• **What the task asks**
Take every line containing "order" from the material and copy it.

• **Material for this exercise**
= Beginning of Section =

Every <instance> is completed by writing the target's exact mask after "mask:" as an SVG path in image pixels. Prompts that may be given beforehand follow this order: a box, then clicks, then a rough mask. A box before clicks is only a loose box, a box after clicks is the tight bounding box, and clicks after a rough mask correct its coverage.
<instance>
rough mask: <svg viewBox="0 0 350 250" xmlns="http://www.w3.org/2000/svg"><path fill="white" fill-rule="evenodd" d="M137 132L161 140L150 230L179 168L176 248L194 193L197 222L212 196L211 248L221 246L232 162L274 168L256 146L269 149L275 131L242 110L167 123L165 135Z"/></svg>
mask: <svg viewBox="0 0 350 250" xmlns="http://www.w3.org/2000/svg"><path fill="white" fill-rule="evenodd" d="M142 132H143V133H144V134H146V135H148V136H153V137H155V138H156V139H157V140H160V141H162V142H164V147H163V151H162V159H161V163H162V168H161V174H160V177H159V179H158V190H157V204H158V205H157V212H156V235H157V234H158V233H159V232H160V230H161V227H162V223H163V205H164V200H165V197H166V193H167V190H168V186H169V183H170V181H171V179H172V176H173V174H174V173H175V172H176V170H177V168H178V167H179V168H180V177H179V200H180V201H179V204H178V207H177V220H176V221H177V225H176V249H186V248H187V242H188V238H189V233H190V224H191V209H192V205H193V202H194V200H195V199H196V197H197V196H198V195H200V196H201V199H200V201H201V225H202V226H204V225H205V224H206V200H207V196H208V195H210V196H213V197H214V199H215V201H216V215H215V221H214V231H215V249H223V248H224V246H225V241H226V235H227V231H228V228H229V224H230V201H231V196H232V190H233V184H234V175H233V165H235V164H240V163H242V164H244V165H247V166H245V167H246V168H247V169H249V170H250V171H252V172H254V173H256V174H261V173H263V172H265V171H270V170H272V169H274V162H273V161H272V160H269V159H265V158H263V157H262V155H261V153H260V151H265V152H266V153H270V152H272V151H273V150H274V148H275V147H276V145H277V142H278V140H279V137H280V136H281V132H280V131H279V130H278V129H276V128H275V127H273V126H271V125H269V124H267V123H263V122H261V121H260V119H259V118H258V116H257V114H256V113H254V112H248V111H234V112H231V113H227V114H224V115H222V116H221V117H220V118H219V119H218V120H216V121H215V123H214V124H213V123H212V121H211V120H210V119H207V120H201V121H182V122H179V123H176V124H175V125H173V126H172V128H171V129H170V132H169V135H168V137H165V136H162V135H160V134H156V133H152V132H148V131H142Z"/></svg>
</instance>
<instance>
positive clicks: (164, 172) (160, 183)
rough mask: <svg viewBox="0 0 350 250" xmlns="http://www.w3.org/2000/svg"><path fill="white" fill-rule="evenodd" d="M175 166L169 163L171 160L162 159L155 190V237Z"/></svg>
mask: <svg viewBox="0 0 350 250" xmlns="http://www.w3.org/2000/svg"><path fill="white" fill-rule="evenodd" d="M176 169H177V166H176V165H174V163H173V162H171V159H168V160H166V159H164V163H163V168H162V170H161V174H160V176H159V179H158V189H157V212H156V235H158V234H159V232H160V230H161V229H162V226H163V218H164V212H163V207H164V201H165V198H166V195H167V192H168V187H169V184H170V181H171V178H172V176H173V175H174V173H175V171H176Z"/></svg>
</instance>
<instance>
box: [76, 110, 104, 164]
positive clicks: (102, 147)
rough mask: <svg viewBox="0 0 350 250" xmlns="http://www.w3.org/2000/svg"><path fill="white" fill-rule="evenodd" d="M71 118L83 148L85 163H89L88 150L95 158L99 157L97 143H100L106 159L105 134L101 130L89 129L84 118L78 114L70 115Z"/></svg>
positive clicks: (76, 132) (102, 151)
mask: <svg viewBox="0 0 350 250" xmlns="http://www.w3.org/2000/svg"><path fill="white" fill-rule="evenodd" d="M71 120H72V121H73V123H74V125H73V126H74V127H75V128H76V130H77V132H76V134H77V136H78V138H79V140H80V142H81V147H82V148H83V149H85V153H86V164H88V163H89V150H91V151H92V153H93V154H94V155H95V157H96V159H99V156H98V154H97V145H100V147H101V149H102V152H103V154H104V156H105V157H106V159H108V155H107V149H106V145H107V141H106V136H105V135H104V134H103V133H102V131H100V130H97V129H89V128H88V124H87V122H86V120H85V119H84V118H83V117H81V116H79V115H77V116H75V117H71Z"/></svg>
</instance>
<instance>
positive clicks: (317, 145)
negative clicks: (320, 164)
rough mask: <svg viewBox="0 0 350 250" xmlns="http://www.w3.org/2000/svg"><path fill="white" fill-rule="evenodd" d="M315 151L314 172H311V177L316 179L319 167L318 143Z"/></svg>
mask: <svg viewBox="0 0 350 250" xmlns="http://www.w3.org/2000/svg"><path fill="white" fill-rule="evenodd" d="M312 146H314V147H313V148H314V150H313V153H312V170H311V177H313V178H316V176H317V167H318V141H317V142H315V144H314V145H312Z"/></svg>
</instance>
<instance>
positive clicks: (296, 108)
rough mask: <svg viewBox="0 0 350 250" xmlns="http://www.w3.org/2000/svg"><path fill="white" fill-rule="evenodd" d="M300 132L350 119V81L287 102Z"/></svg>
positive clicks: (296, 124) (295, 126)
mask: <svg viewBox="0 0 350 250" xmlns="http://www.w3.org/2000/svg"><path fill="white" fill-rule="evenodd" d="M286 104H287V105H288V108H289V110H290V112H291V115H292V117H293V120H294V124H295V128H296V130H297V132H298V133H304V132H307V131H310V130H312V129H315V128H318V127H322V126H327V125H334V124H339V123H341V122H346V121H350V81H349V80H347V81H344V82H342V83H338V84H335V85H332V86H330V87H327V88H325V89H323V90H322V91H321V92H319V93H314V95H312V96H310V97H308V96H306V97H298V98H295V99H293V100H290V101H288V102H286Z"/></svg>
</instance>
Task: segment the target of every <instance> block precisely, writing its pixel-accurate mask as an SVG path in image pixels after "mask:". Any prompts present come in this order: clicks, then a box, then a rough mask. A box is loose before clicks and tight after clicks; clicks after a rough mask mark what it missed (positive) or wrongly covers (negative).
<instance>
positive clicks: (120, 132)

= End of Section =

• **Result**
Every <instance> is completed by writing the target's exact mask after "mask:" as an SVG path in image pixels. Prompts that may be given beforehand follow this order: a box, then clicks, then a rough mask. A box before clicks is only a loose box, a box after clicks is the tight bounding box, and clicks after a rough mask correct its coverage.
Task: segment the target of every <instance> block precisely, writing its pixel-accurate mask as an SVG path in image pixels after "mask:". Any prompts present come in this order: clicks, then a box, then a rough mask. A box is loose before clicks and tight after clicks; clicks after a rough mask mark what it missed (positive) or wrongly covers (negative).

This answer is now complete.